Saved entries:
Content starts
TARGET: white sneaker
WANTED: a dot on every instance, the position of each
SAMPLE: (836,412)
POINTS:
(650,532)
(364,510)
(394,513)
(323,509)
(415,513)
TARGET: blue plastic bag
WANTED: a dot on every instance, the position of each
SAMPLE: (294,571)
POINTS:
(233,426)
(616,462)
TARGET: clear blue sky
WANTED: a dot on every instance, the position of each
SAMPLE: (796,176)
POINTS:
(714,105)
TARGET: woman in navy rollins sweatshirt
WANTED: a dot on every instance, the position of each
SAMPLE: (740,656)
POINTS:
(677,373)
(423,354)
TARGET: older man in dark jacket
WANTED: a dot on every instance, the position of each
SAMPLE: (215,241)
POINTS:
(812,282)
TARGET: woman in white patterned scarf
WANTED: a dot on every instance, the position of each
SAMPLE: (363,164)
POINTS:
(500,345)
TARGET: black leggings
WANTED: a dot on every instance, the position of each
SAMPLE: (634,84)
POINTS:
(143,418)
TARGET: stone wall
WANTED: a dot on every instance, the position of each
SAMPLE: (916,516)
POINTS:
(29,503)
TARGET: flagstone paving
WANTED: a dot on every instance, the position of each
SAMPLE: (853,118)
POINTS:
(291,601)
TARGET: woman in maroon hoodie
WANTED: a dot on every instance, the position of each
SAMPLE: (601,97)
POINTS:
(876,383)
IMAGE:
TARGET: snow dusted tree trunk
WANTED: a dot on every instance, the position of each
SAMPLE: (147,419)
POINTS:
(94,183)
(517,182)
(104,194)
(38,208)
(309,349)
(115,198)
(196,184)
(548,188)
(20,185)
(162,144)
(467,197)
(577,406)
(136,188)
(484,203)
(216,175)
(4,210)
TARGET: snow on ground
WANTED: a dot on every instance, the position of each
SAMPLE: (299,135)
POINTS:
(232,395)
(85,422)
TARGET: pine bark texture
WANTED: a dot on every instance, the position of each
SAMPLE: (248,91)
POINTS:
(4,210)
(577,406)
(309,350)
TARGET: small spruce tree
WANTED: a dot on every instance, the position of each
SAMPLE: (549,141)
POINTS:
Content ends
From the entries, give the number of lines where the string "tree" is found, and nothing else.

▶ WRITTEN RESPONSE: 2